_Ejercicios propuestos_:
• a. Según el texto sobre la Europa franciscana, ¿qué problemas están a la vista de todos?
• b. Continúe el texto sobre la Europa franciscana a partir de su última oración.

_Texto_:

Queremos ser muy realistas, pero no podemos consentir ser víctimas de un realismo que nos impida respirar y ver nuevas posibilidades; queremos tener muy abiertos los ojos para no caer en falsas utopías, pero no podemos renunciar a custodiar la esperanza en nosotros mismos y a contagiar esa misma esperanza en los demás; queremos pisar tierra firme, pero no podemos renunciar a anunciar un cielo nuevo y una tierra nueva iniciados y consolidados allí donde un hombre o una mujer, allí donde un hermano menor anuncia «con nitidez la posibilidad de un mundo acogedor, justo, tolerante y pacificado» (Sdp 40).

En la Europa franciscana hay muchos problemas; algunos están a la vista de todos: disminución del número de hermanos, aumento de la edad media, pocas vocaciones, poca perseverancia... Esto ciertamente debe preocuparnos, y mucho. También a mí. Pero lo que más nos debe preocupar es la renuncia a la utopía, a pensar en el futuro y prepararlo con confianza, a vivir con verdadera pasión el presente.

Ciertamente, y no hace falta ser adivinos ni profetas, en el futuro nuestra presencia en Europa disminuirá en número. Pero lo que nada ni nadie nos debe quitar es la confianza absoluta en el Señor, el mismo «ayer, hoy y siempre» (Hb 13, 8). La Europa franciscana se verá reducida en los próximos años en cuanto al número de hermanos, pero no podemos renunciar a manifestar «la belleza del seguimiento del Señor» (VC 66). Seremos menos y, con toda seguridad, más avanzados en años, pero no puede venir a menos el compromiso de buscar y de amar a Dios «con todo el corazón, con toda el alma y con todas las fuerzas» (Dt 6, 5) y a los demás como a nosotros mismos (cf. Mt 22, 37-39). Seguiremos disminuyendo y envejeciendo, pero no podemos renunciar a iniciar siempre y con renovado entusiasmo, en cualquier etapa de la vida en que nos encontremos, el camino de crecimiento y de fidelidad dinámica y creativa a Cristo, a la Iglesia, a nuestra Orden y al hombre de nuestro tiempo (cf. VC 37. 71. 110).

Para esto no hace falta ser muchos ni ser jóvenes. Sólo hace falta quererlo y creerlo: quererlo, aunque nos cueste y tengamos que renunciar a ciertas comodidades adquiridas; y creer que vale la pena, creer realmente que el Señor no nos engañó cuando nos invitó a seguirlo más de cerca (cf. CCGG 5). ¡Si iniciáramos a creer! ¡Si osásemos! ¡Cuántas cosas cambiarían en la vida de cada uno de nosotros y en la vida de nuestras Provincias! ¡Cuántos milagros seguiría realizando el Señor en nosotros y a través de nosotros!

_Listado suministrado_:
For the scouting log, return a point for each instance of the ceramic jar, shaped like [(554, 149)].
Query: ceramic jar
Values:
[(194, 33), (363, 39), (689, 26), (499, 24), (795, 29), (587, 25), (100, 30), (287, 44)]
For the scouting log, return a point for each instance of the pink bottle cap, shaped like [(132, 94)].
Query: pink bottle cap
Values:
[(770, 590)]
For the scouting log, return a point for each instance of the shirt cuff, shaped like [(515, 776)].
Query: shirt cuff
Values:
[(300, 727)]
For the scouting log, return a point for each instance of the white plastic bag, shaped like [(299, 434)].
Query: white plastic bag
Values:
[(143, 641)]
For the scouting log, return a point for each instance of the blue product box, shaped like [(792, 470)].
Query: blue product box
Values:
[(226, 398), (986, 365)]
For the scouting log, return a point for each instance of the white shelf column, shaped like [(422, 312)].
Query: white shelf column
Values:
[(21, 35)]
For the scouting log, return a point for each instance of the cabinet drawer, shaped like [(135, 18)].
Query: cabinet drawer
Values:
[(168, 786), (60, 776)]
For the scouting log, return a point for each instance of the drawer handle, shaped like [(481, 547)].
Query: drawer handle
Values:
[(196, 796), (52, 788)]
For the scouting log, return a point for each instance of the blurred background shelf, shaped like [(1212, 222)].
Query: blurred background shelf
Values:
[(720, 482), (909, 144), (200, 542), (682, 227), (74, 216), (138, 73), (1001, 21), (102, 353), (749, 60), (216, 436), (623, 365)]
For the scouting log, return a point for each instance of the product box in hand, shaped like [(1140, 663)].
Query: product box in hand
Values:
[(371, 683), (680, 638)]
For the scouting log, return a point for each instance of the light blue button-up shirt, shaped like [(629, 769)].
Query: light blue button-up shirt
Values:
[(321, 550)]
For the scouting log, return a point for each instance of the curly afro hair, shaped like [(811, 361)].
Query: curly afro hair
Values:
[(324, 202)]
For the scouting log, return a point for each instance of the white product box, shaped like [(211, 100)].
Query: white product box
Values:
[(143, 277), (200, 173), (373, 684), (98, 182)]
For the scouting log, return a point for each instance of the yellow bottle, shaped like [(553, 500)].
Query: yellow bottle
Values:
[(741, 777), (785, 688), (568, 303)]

_Respuestas_:
• a. La disminución del número de hermanos, el aumento de la edad media, las pocas vocaciones y la poca perseverancia.

• b.
Queridos hermanos: es el momento -y no podemos dejarlo para mañana, pues sería demasiado tarde- de echar las redes (cf. Lc 5, 4); no parece ser el más propicio para la pesca, pero sabemos que Pedro y sus compañeros, habiéndose fiado de la palabra del Señor, «cogieron una gran cantidad de peces» (Lc 5, 6). ¿Estamos dispuestos? ¿Estamos dispuestos a renunciar a nuestras seguridades, a ciertas evidencias, para fiarnos un poco más del Señor?

Ser custodios de la esperanza: he ahí una misión hermosa y urgente para todos nosotros, hermanos menores de Europa. Pero para ello lo primero que se impone es renunciar a la lógica de la facticidad: «Hay lo que hay y no otra cosa», se oye decir; o también: «Somos tantos y tales», como respondió malhumorado el portero a Francisco, según cuenta el fragmento de la Perfecta alegría. Yo creo, ojalá me equivoque, que entre nosotros está imperando la exaltación de lo establecido y la aceptación acrítica de la pura facticidad; tantas veces, consciente o inconscientemente, somos víctimas de un arraigado escepticismo que nos impermeabiliza ante cualquier nueva propuesta; a menudo somos víctimas de una declarada alergia a las grandes palabras que nos impide soñar, y cuando un hombre es incapaz de soñar, la cosa es más grave de lo que parece; no raramente somos víctimas también de un resentido desencanto por las grandes promesas que acaba por desacreditar las propuestas que puedan sonar a utópicas. Nos falta audacia y capacidad profética para no dejarnos atrapar por programaciones a corto alcance y domesticar las exigencias de nuestra vocación y misión como si fuera un orden del día más.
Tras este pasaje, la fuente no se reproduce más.